### EXERCISE
Reproduce verbatim only the lines from the one containing "Would you be able to indicate the bathtub" through the last line below, both included.

(Named-object pointing records)
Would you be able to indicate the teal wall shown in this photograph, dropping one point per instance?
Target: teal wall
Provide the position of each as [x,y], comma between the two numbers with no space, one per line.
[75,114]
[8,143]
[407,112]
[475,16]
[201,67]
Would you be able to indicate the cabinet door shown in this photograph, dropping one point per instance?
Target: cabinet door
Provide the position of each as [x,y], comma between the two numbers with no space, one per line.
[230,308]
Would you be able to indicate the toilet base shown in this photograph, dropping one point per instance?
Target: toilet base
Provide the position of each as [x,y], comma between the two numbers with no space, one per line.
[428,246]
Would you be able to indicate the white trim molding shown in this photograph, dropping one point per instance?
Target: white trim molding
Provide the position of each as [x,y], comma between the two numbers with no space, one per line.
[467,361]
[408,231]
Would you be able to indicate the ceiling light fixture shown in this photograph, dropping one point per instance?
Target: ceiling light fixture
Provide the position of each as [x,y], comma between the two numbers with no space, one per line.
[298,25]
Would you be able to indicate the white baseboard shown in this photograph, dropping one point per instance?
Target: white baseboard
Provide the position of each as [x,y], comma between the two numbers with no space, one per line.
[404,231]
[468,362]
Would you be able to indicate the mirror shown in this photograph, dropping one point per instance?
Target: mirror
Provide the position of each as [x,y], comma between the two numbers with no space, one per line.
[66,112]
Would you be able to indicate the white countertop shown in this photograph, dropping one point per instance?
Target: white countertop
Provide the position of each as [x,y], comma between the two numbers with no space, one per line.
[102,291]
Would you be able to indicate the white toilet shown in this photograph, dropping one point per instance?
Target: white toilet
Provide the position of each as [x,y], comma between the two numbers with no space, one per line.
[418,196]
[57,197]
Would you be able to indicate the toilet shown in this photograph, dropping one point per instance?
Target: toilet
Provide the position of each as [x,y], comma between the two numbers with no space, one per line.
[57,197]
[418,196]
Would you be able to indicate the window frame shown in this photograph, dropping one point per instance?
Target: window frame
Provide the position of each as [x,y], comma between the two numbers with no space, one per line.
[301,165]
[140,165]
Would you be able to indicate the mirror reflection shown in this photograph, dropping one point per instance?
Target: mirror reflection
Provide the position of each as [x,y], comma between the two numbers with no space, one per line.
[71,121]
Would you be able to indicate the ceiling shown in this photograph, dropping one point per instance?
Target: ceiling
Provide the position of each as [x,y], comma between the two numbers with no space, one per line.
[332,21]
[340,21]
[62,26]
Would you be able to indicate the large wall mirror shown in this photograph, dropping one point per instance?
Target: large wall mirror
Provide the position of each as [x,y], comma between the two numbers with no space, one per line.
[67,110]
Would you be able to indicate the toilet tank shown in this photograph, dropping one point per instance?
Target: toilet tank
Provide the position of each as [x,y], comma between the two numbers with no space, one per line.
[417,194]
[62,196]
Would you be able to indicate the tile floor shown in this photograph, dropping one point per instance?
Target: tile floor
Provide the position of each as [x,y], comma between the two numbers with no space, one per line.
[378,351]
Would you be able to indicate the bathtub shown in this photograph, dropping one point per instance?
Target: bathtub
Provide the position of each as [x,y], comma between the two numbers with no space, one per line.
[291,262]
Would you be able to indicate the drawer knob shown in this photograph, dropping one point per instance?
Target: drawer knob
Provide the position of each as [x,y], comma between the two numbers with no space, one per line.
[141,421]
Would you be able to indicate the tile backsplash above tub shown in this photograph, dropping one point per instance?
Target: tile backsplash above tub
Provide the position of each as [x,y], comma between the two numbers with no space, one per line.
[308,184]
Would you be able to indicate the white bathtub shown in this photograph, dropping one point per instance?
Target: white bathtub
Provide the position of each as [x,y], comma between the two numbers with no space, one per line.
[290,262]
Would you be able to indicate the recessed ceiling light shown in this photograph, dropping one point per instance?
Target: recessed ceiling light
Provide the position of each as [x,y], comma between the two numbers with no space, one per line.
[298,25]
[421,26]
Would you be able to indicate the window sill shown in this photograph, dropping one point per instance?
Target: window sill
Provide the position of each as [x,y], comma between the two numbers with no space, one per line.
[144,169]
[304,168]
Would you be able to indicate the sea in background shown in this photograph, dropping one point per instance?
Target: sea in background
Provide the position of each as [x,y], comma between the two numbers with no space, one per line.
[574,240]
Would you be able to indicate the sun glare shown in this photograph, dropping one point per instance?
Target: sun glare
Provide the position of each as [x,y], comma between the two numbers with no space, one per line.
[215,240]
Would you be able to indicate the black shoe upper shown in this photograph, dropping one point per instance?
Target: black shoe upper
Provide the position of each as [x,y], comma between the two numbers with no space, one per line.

### ANSWER BELOW
Would you be able to indicate the bathtub shown in this photograph, dropping one point per instance?
Target: bathtub
Provide the position of each as [x,y], comma between the two numbers with no space, one per line.
[291,262]
Would you be able to indicate the drawer knob shown in this photograph, dropping one point per instance?
Target: drawer knob
Provide the position of each as [x,y], comma between the two numbers with no space, one per line.
[141,421]
Would you be able to indicate the tile backsplash above tub shown in this photograph, dropping one point per instance?
Target: tile backsplash above tub
Provide the position of each as [x,y], comma between the two numbers with no space, one per line.
[308,184]
Would you be able to indicate the white bathtub shown in this photograph, dropping one point per instance?
Target: white bathtub
Provide the position of each as [x,y], comma between the two numbers with no space, one per line.
[290,262]
Would you be able to indicate the recessed ceiling light shown in this photograph, dropping one point per instance?
Target: recessed ceiling light
Provide the position of each as [x,y], comma between the two numbers with no space, one per line.
[298,25]
[421,26]
Would you be able to indicate the window sill shown in this photograph, dropping one point per instance?
Target: window sill
Provide the position of each as [x,y], comma between the two numbers with no space, one per line.
[144,169]
[304,168]
Would you be able to indicate the sea in background shown in this photograph, dropping one point per instance?
Target: sea in background
Provide the position of each as [x,y], comma between the two numbers with no space, one per line.
[574,240]
Would you be able to indicate the sun glare shown in this photograph, dropping one point per instance?
Target: sun glare
Provide the position of each as [x,y], comma between the two numbers with no space, one per line.
[215,240]
Would you be able to indicate the black shoe upper shown in this photograph, dropping one point per instance?
Target: black shoe upper
Provide the position of each as [x,y], comma between the two numbers with no space, one per line.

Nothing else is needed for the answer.